Written instruction
Pick out every line in the records below that contains the word "hair" and copy each one in full.

Stored records

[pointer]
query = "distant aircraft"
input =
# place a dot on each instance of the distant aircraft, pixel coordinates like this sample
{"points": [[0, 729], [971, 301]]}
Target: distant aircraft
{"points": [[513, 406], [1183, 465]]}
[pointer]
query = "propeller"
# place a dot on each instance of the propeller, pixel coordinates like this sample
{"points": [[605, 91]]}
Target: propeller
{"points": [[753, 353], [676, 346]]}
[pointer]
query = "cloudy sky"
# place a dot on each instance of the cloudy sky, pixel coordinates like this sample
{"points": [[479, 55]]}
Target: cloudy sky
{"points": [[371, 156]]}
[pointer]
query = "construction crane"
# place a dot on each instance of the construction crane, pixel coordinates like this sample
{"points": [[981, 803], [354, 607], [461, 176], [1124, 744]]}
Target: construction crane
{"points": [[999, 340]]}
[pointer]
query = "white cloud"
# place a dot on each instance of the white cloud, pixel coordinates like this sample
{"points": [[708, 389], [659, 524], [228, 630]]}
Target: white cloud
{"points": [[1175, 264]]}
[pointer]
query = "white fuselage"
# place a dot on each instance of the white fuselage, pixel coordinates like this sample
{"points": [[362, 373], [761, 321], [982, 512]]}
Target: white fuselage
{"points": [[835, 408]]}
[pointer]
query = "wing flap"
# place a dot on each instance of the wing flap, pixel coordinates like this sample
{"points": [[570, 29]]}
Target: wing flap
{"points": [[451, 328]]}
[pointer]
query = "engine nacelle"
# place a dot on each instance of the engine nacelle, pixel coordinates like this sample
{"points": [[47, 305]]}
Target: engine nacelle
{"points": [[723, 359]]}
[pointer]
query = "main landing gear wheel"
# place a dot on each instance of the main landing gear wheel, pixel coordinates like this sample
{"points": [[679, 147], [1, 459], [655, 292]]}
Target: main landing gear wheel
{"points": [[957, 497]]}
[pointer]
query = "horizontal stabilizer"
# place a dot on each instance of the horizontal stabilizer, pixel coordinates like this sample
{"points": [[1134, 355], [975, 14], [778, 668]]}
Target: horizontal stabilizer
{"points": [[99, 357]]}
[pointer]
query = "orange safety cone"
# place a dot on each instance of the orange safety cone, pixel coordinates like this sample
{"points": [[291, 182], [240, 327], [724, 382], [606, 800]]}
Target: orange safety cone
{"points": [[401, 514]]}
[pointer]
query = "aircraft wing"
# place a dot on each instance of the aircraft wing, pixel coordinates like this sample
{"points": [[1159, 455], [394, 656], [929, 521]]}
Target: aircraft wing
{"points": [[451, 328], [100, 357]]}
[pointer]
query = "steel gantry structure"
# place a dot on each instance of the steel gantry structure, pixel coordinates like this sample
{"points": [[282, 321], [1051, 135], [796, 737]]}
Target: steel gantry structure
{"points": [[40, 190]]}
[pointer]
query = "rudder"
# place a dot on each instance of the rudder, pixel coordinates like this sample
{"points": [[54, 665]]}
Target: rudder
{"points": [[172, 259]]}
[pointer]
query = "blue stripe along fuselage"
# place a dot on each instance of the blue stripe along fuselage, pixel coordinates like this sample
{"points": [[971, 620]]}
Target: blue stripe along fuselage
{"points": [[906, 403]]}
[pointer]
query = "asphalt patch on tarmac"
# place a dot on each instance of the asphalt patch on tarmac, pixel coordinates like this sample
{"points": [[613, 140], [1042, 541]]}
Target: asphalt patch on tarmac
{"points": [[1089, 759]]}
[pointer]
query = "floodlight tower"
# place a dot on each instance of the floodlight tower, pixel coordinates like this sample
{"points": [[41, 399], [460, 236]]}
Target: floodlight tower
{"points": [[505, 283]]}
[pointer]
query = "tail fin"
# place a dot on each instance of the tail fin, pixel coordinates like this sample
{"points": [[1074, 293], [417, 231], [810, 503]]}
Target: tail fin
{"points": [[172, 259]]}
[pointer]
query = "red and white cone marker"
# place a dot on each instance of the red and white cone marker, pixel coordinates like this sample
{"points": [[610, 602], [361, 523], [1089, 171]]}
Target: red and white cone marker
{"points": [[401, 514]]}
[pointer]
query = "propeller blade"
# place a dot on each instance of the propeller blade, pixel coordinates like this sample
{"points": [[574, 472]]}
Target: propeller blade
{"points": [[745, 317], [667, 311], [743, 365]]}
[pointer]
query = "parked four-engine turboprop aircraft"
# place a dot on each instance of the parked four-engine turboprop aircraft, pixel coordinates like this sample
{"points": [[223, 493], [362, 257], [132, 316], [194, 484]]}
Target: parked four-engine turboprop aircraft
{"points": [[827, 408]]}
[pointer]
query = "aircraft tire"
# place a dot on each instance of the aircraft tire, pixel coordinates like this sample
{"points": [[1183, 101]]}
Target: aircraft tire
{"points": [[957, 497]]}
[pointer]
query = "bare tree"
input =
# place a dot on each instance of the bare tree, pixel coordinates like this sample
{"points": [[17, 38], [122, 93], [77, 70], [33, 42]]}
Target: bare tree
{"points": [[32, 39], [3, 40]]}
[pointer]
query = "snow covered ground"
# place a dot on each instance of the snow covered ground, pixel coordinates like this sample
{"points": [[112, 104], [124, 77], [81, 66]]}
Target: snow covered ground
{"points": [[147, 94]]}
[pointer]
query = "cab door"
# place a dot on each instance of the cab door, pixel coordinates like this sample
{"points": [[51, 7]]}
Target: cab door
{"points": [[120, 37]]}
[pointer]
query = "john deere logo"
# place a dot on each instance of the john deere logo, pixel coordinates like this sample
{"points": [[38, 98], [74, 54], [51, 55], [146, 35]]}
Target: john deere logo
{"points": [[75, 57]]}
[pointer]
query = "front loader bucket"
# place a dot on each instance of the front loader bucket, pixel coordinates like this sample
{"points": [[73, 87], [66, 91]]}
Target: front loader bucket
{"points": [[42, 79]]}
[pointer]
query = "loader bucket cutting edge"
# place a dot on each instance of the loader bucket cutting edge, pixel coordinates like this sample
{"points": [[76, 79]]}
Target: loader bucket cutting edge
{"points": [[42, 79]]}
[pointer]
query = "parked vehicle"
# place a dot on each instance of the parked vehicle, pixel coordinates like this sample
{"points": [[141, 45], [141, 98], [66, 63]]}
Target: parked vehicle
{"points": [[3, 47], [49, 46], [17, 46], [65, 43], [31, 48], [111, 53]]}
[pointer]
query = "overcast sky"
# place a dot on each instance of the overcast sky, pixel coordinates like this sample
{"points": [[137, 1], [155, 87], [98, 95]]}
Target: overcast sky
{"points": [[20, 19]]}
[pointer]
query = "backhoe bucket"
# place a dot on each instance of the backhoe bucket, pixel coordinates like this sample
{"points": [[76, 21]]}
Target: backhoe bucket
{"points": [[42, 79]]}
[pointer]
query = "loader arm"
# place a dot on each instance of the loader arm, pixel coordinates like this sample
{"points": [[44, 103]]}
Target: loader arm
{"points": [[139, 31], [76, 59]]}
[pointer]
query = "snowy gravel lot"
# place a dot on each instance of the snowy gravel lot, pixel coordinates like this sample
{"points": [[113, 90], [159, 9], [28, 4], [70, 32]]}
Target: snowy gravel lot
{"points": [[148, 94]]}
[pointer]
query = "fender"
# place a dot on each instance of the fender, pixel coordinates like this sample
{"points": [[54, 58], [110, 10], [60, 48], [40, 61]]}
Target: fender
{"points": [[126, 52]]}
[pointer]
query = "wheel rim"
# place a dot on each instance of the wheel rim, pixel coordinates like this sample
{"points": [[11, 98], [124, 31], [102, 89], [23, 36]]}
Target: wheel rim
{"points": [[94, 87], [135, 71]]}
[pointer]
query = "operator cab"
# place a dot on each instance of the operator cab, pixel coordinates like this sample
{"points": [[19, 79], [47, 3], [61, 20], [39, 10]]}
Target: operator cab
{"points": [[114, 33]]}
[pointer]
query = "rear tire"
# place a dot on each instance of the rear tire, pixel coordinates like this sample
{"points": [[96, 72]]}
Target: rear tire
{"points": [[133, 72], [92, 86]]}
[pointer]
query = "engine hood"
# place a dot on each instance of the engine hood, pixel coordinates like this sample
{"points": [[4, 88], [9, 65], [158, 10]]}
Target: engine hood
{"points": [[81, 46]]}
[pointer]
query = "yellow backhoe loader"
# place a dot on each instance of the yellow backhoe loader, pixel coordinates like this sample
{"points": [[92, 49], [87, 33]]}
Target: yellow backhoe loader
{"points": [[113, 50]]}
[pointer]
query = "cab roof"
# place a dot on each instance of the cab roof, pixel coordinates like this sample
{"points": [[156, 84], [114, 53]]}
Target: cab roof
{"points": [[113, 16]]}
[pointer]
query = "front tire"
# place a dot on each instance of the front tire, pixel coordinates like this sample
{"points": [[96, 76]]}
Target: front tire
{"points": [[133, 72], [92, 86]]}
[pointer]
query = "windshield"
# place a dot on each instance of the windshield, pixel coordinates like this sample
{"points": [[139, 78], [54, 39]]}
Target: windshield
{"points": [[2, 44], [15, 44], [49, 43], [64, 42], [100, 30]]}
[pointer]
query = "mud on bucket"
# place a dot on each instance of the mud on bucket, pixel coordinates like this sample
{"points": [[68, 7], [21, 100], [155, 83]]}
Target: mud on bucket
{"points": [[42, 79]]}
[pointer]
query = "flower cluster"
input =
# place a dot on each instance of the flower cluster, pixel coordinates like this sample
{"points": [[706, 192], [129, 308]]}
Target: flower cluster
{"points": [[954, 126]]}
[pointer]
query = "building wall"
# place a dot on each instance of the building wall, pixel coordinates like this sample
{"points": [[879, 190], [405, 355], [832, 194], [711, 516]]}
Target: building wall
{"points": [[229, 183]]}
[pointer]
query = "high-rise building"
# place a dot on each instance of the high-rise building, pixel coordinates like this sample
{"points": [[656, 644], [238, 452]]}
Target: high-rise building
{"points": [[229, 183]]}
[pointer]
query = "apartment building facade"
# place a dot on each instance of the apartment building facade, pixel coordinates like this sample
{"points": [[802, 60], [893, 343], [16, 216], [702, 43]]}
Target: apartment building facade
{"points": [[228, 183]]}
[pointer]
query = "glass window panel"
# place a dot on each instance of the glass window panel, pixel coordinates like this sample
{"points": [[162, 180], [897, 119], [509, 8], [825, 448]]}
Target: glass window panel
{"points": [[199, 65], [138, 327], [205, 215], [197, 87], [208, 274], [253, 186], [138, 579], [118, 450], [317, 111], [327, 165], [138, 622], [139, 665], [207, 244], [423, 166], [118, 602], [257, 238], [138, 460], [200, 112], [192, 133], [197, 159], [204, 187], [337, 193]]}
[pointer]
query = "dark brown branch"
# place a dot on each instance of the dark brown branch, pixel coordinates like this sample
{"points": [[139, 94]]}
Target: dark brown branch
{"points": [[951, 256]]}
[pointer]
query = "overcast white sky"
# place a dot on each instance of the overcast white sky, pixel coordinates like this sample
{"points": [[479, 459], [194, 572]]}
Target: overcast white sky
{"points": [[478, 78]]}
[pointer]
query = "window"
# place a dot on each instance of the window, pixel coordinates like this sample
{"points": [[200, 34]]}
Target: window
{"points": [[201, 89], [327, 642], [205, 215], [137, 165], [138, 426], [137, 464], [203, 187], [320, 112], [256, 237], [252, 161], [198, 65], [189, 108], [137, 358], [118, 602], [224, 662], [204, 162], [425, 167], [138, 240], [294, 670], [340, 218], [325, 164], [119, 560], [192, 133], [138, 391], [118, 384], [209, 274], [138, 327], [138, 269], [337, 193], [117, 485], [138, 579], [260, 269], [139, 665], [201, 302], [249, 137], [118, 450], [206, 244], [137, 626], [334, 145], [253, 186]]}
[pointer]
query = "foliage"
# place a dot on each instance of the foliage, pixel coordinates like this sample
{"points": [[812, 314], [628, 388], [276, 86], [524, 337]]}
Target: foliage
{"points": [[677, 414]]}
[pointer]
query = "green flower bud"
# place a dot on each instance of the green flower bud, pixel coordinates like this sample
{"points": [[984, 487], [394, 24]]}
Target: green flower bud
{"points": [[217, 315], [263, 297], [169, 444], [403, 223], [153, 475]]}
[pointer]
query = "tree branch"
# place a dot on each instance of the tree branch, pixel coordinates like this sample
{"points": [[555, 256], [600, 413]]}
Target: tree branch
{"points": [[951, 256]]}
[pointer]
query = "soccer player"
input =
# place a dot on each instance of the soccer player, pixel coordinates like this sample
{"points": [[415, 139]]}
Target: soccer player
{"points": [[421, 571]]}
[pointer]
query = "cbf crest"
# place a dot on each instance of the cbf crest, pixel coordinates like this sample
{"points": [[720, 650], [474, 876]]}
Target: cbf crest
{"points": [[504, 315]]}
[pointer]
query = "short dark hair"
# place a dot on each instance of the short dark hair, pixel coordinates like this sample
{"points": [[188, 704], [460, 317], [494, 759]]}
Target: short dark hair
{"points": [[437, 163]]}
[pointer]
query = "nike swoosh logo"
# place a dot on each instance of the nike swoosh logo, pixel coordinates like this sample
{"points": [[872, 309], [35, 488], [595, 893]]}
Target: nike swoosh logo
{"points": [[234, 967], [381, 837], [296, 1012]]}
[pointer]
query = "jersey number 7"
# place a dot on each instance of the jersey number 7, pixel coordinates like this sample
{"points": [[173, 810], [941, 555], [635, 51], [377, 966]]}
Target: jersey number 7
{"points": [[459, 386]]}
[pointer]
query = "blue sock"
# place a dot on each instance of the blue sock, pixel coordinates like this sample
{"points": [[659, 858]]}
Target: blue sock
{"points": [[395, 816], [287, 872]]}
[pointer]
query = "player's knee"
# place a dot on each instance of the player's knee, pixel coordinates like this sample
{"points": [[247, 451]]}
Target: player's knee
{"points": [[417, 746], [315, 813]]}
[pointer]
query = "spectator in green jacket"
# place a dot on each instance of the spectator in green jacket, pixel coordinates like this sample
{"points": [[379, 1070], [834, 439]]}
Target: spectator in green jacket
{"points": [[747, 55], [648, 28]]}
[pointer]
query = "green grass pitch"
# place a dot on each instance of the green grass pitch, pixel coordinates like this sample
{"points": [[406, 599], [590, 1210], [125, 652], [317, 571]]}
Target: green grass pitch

Exercise response
query = "short dark hair"
# place a dot on each instance of the short dark hair, pixel coordinates like this sample
Target: short dark hair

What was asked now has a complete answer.